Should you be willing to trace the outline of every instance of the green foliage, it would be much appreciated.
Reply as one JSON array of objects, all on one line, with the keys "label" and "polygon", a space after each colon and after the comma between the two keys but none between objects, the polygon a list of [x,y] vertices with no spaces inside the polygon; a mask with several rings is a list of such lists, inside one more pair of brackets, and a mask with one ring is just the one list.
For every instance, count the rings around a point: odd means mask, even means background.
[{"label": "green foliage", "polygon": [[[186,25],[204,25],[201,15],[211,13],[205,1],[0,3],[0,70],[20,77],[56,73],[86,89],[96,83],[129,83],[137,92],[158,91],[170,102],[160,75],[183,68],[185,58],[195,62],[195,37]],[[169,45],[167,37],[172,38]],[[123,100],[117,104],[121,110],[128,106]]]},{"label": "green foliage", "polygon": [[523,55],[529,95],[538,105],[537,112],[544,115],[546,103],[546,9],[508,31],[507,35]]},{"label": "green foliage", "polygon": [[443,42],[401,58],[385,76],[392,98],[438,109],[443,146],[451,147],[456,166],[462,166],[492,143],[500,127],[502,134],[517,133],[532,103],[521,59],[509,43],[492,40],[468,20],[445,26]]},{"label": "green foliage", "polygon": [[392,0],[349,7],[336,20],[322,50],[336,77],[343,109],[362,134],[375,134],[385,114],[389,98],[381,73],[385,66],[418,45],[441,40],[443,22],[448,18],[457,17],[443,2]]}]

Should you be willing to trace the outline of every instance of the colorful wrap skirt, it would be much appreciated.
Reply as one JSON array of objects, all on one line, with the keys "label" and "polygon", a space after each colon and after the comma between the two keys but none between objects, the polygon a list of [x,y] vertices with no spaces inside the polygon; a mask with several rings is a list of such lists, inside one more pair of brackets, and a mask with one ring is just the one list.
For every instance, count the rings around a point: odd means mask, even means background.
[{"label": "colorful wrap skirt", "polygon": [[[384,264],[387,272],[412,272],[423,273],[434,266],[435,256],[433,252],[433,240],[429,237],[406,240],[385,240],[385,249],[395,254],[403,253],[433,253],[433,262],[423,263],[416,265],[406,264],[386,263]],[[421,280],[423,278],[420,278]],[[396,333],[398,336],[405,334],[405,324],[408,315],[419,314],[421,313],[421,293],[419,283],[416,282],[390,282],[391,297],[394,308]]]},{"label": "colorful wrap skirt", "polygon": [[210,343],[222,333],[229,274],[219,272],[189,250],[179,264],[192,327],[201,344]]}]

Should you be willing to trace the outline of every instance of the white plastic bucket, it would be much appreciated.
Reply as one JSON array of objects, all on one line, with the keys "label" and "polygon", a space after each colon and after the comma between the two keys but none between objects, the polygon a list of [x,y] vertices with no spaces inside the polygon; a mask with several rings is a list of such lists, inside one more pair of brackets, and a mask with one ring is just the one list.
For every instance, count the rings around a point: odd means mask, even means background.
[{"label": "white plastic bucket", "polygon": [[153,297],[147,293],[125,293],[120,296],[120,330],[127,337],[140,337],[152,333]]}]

* * * *

In the records above, find the line containing "bucket, it would be much appreciated."; please retype it and every line after it through the last line, exactly and with nothing else.

*Exercise result:*
Should you be willing to trace the outline of every instance of the white plastic bucket, it would be much appreciated.
Reply as one JSON array of objects, all on one line, with the keys "label" and "polygon", a space after each colon and after the comma between the two keys but none between objects, the polygon a list of [x,y] vertices with no spaces inside the polygon; a mask with several rings is a list of such lists, inside one more pair of brackets, and a mask with one ring is just the one list.
For every instance, count the rings around a point: odd means mask, even means background.
[{"label": "white plastic bucket", "polygon": [[153,297],[147,293],[125,293],[120,296],[120,330],[127,337],[140,337],[152,333]]}]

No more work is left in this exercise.